DIE AUFGABE » Gib aus dem folgenden Text über die Maji-Medizin den Abschnitt wörtlich wieder, der mit den Worten „O-Ton Becker 2“ beginnt und mit „diesem neuen Programm.“ endet.

TEXTAUSZUG »
· · · · ·

ATMO Trommel und Rufe

Sprecher
Aber jetzt sind die Einheimischen wild entschlossen. Sie fühlen sich stark wie nie, ja sogar unverwundbar. Dank dem Maji, einer Wundermedizin, sollen die Kugeln der Deutschen an ihnen einfach abprallen. „Maji“ bedeutet auf Swaheli „Wasser“, und das war auch die Grundlage der Medizin, zusammen mit gekochter Hirse.

Sprecherin
Etwa ein Jahr vor dem Ausbruch des Krieges hatte ein Mann namens Kinjikitile die Maji-Medizin erfunden. Eine eindrucksvolle Erscheinung soll er gewesen sein - groß mit langen Haaren und stets ganz in weiß gekleidet.

O-Ton Becker 2
Kinjikitile war von Beruf ein Heiler, also ein Experte in traditioneller Medizin. Und das waren Menschen, die eigentlich immer eine starke Beziehung hatten zu Geistern, spirits, also Gottheiten, die in der Regel irgendwo in Natur verortet waren. Bei Kinjikitile war das ein bestimmter Teich, einer Verbreiterung in einem Fluss, wo er in der Nähe von wohnte. Und es gibt dann Beschreibungen davon, dass er eine Vision hatte. Er wurde entführt von Geist. Er verbrachte mehrere Stunden unter Wasser und kam dann zurück mit diesem neuen Programm.

Sprecher
Anschließend verkündete Kinjikitile seine Vision und warb dabei für die Maji-Medizin. Die Botschaft muss sich in der Region rasant verbreitet haben: Denn Maji sollte nicht nur unverwundbar machen im Kampf gegen die Deutschen. Mehr noch: Auch die Ernten sollten gut und wilde Tiere zahm werden. Manche tranken das Maji, andere schütteten es sich über den Kopf. Es wurde zu einer Art Allheilmittel für tausende von Menschen.

O-Ton Becker 3
Kinjikitile ist eine sehr interessante Figur. Und es ist klar, dass seine Leistung genau die war, Ideen, die schon lang bestanden, neu zu kombinieren und in eine Form zu bringen, in der sie brauchbar waren als Reaktion auf eine noch nie dagewesene Situation.

· · · · ·

[Einträge zum Auffinden benannter Dinge]
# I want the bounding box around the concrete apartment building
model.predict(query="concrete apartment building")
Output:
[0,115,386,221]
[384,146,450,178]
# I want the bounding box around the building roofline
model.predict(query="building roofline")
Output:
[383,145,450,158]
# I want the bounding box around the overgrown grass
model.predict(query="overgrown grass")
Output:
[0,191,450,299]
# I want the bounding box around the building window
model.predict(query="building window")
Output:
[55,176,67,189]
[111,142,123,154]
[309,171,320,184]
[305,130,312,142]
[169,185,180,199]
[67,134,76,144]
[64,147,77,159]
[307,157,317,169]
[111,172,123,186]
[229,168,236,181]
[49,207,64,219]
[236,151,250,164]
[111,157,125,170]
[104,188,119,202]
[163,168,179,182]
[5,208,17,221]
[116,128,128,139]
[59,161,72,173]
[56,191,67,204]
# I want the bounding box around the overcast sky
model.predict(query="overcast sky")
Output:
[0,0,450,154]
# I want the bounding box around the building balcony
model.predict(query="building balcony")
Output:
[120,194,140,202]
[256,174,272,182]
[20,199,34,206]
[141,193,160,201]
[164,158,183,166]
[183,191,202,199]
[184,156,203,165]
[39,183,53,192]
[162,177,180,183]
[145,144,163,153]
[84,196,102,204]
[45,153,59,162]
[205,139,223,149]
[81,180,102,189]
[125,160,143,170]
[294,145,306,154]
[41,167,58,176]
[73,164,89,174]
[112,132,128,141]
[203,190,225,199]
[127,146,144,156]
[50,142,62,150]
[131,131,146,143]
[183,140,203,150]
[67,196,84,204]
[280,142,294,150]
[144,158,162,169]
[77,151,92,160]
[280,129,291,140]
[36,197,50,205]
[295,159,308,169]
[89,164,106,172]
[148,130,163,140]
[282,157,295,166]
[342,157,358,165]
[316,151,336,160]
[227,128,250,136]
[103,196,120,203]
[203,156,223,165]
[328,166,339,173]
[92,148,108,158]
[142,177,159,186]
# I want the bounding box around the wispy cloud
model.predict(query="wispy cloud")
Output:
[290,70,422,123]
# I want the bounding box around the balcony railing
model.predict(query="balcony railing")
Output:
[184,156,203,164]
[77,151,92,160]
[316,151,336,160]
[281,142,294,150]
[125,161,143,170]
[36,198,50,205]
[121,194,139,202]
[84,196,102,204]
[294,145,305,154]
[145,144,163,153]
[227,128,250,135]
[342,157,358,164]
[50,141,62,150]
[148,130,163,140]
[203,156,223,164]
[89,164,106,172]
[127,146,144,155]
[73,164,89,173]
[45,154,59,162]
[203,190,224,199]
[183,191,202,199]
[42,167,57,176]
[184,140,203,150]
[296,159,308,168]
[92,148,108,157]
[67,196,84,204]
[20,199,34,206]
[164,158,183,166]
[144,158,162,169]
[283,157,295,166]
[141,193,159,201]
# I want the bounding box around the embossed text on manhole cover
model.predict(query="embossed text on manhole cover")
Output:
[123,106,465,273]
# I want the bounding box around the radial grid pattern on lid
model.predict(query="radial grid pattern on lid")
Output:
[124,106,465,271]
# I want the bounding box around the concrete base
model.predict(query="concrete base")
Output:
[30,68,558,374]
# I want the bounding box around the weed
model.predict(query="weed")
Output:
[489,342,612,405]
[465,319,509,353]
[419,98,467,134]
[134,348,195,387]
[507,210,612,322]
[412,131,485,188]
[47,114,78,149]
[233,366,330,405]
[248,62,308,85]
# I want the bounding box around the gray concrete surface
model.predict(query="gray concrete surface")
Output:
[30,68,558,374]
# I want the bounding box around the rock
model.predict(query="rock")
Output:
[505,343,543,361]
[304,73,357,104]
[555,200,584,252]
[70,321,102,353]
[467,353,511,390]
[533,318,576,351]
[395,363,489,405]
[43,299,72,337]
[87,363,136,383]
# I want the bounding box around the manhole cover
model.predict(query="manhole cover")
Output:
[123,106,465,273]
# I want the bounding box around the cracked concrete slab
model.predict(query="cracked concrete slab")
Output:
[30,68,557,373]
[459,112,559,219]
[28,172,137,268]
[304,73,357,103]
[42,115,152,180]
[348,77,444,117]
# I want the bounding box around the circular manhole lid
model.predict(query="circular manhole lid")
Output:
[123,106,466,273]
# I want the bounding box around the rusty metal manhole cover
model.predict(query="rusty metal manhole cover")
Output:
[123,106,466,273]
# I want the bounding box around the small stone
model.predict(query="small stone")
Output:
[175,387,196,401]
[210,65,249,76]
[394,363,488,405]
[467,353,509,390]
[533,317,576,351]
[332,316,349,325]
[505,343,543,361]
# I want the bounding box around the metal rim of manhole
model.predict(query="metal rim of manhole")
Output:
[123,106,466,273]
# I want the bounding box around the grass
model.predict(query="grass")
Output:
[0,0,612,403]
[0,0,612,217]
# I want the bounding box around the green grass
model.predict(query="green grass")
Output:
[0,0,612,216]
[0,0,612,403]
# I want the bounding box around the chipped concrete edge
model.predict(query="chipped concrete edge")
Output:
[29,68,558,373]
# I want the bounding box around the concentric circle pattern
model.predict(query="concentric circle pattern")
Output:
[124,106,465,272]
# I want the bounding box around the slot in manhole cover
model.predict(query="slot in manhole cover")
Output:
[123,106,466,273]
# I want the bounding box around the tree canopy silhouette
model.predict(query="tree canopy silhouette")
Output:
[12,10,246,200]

· · · · ·

ERLEDIGTE AUFGABE »
O-Ton Becker 2
Kinjikitile war von Beruf ein Heiler, also ein Experte in traditioneller Medizin. Und das waren Menschen, die eigentlich immer eine starke Beziehung hatten zu Geistern, spirits, also Gottheiten, die in der Regel irgendwo in Natur verortet waren. Bei Kinjikitile war das ein bestimmter Teich, einer Verbreiterung in einem Fluss, wo er in der Nähe von wohnte. Und es gibt dann Beschreibungen davon, dass er eine Vision hatte. Er wurde entführt von Geist. Er verbrachte mehrere Stunden unter Wasser und kam dann zurück mit diesem neuen Programm.